Work to do -
1: From the Mac OS X wish-list post, name every feature the writer wants brought back.
2: Please answer these from the Mac OS X wish-list post, each on its own line:
(a) Which two products does the writer call superficial speech recognition?
(b) How long can the iPod already last without recharging?
(c) Into which port would the wireless keyboard be plugged to recharge?
3: Carry the Mac OS X wish-list post forward from its final sentence.

Extract provided -

# A couple of requested things for future Mac OS X releases:



## simX (Feb 17, 2002)

1.  IMPROVE speech recognition.  I'm not saying to make speech the primary source of input, but it'd really be something if our favorite computer company built-in speech recognition so that it's an integral part of the operating system and not superficial like ViaVoice or MacSpeech.  That way you could actually control things very efficiently via speech.  I would love that.

2.  Bring back the RAM disk, folder action scripts, and USB printer sharing, and add GUI apps to things like the built-in UNIX Firewall!

3.  Include themes, and a theme creator/editor!

Oh, and one hardware thing:

A wireless keyboard and mouse -- here's the idea:  you know how a laptop has a built-in rechargeable battery that allows a laptop to function on it's own battery without being plugged in?  Well you could use the same idea for a wireless keyboard: there'd be a built-in rechargeable battery (since it doesn't require nearly as much power as a full laptop, a much smaller battery could be used).  So you could use the keyboard wirelessly until the power goes down, in which case you could plug it back into the USB port to recharge the battery again.  Once fully recharged, you could again disconnect the keyboard, and use it wirelessly again.  I'm sure you could get a battery that would let the keyboard last for a long time, since the iPod is smaller than a keyboard, has a built-in hard drive, and can already last 10 hours without recharging (sometimes more).  The same technique could be used for a mouse.

Excerpted records -
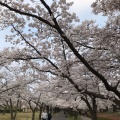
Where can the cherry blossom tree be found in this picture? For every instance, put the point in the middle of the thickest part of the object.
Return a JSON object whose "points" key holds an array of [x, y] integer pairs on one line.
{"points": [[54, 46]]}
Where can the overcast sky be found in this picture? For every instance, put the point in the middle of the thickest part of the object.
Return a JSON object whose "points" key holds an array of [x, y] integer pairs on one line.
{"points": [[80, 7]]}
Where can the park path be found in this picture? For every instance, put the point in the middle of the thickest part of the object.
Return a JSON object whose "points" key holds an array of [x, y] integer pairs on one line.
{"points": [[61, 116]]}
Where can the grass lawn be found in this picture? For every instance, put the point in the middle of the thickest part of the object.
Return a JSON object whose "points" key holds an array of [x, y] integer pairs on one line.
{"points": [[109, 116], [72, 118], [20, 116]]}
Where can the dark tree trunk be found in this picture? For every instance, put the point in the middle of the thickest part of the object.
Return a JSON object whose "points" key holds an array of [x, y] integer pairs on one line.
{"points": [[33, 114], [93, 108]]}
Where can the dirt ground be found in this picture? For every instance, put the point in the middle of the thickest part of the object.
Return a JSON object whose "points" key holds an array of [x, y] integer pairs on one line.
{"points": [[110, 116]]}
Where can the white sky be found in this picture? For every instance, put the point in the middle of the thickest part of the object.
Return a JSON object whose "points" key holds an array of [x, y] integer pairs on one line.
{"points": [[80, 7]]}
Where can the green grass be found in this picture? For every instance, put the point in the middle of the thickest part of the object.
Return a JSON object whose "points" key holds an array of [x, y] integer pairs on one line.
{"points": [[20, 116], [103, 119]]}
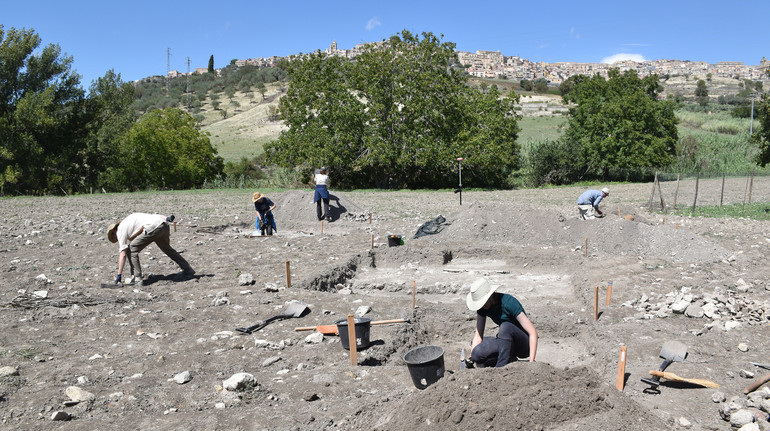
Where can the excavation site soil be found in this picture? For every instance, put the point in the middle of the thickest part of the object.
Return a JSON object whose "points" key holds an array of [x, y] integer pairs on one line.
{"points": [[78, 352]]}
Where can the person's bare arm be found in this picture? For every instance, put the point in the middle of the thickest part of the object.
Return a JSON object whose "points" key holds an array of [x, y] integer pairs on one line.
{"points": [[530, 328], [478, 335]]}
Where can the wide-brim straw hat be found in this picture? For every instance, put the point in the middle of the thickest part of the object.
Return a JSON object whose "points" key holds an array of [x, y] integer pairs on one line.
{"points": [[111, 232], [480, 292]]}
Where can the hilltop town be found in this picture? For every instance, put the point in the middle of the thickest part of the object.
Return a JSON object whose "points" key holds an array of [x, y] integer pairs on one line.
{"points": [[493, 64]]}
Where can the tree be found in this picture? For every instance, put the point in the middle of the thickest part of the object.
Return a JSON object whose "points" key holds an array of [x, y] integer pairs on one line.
==
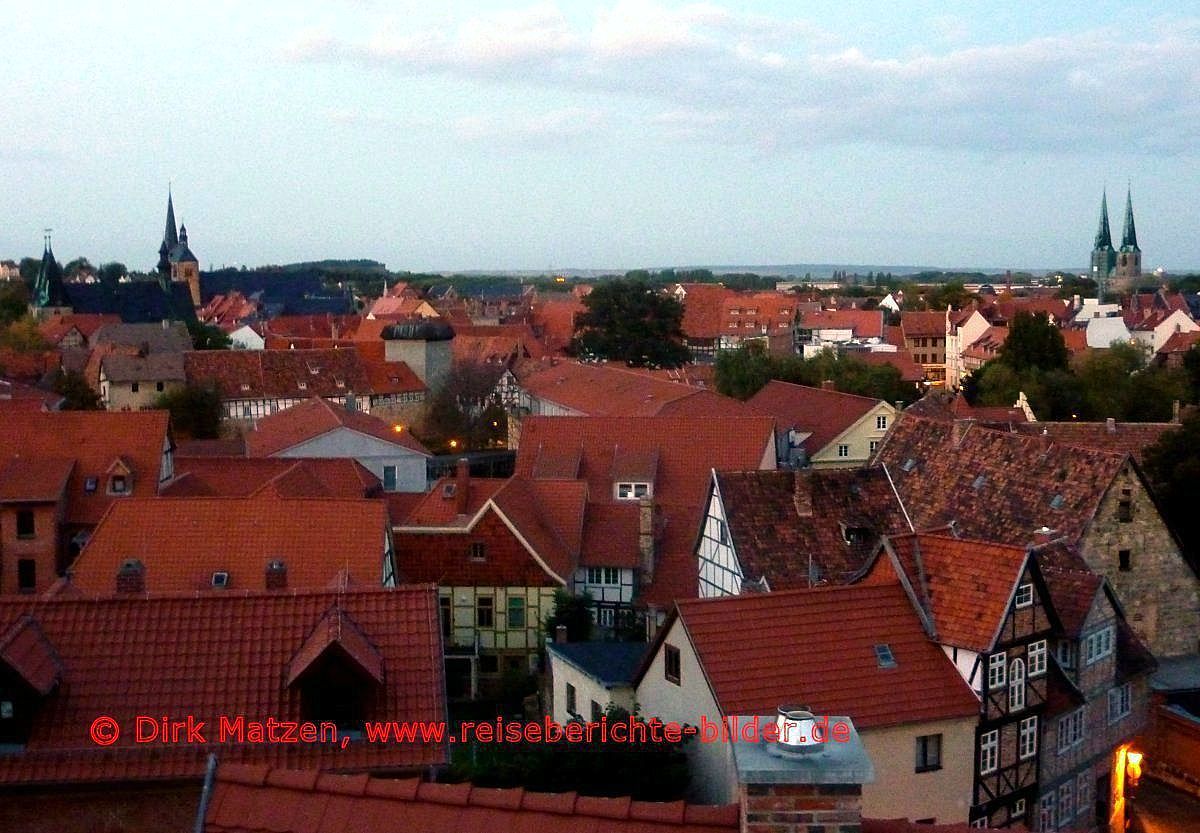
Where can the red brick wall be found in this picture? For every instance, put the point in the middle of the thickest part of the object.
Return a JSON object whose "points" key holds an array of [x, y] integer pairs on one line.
==
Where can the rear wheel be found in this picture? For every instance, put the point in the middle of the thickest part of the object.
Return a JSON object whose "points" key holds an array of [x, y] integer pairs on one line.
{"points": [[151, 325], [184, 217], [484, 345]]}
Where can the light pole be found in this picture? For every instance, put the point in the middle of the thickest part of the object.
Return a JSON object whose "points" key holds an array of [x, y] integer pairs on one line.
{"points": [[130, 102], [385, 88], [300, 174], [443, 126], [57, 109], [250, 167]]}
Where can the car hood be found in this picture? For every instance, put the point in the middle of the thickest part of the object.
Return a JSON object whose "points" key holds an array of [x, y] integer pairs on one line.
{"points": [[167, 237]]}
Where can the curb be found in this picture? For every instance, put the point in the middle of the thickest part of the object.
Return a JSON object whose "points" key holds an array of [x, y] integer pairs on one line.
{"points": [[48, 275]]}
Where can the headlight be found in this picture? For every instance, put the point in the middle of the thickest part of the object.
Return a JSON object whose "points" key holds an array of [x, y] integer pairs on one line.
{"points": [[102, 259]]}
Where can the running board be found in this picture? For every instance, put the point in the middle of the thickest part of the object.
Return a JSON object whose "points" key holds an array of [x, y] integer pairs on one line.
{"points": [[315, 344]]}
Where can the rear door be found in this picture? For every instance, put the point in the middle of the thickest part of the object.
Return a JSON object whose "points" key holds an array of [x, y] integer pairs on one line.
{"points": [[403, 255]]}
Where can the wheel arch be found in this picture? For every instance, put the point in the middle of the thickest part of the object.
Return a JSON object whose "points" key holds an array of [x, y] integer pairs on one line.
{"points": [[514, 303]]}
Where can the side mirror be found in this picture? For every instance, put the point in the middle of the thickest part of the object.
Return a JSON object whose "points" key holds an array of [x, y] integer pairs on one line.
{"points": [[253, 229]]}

Answers for the exercise -
1:
RAM disk
folder action scripts
USB printer sharing

2:
(a) ViaVoice and MacSpeech
(b) 10 hours (sometimes more)
(c) The USB port

3:
----------



## hunt045 (Feb 22, 2002)

Amen to the addition of a RAM Disk in a future release of OSX. My G3 upgraded PPC7600 with a 64MB ram disk is much faster for general web Surfing than my G4/450/AGP/1MB tower running IE5.5.


----------



## Matrix Agent (Feb 22, 2002)

Apple decided that a rechargable keyboard/mouse wouldn't be worth the price. They found out that most users would never take the keyboard off once it was plugged in for a charge. 

These threads should get their own section. How bout this for a name: "Wouldn't it be cool if..."


----------



## AdmiralAK (Feb 22, 2002)

wireless mouse and keyboard can be done by way of bluetooth technology.

what I really want is... (get ready...)


GREEK 


I bet you did not see that coming


----------



## apb3 (Feb 22, 2002)

I just want greek so I can stop hearing about it from the Admiral!

Please, soothe him, Apple...


----------



## scope (Feb 22, 2002)

Here's what I want: You know when you select Startup Disk from Sys Prefs?  Well, even if you click on a system, click restart, click save and restart, it STILL scans the disks for MORE system folders.  FOR FREAKS SAKE!  I already CHOSE the one I want...if I wanted you to scan I would tell you too....it annoys the HELL out of me...


----------



## apb3 (Feb 22, 2002)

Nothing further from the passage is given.